# Extracted data
****************
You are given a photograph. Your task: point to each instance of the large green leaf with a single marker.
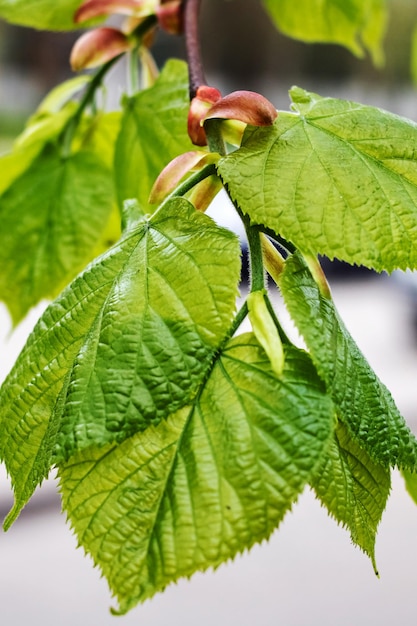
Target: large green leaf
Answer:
(41, 14)
(364, 404)
(346, 22)
(208, 482)
(123, 346)
(153, 132)
(335, 178)
(42, 127)
(52, 216)
(353, 488)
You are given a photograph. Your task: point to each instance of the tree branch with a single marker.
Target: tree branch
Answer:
(192, 44)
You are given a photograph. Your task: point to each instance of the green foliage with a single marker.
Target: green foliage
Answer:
(336, 178)
(353, 488)
(356, 24)
(41, 14)
(215, 477)
(153, 132)
(179, 441)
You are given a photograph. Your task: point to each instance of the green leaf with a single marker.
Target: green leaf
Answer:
(335, 178)
(41, 14)
(413, 57)
(153, 132)
(356, 24)
(42, 127)
(410, 479)
(353, 488)
(364, 404)
(208, 482)
(52, 217)
(125, 344)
****************
# Direction
Return each line exactly as written. Any picture gets left out.

# Result of the exercise
You are given a photograph. Your task: point to each instance of the large green leaf with a single marker.
Target: large green leaf
Answer:
(41, 14)
(364, 404)
(346, 22)
(208, 482)
(123, 346)
(153, 132)
(335, 178)
(42, 127)
(52, 216)
(353, 488)
You are given a photograph. Your task: point to each instance of the tree branch with a single marker.
Target: tree branch
Answer:
(192, 44)
You are given a photograph. Your task: point to each instance of the green foliage with a single marker.
Target: green foliage
Answer:
(336, 178)
(353, 488)
(356, 24)
(41, 14)
(215, 477)
(153, 132)
(179, 441)
You are given a photograph. Your task: point to each instance of the green leaf with a single marker.
Target: green leaf
Answer:
(335, 178)
(41, 14)
(413, 57)
(153, 132)
(356, 24)
(42, 127)
(410, 479)
(353, 488)
(364, 404)
(208, 482)
(52, 217)
(125, 344)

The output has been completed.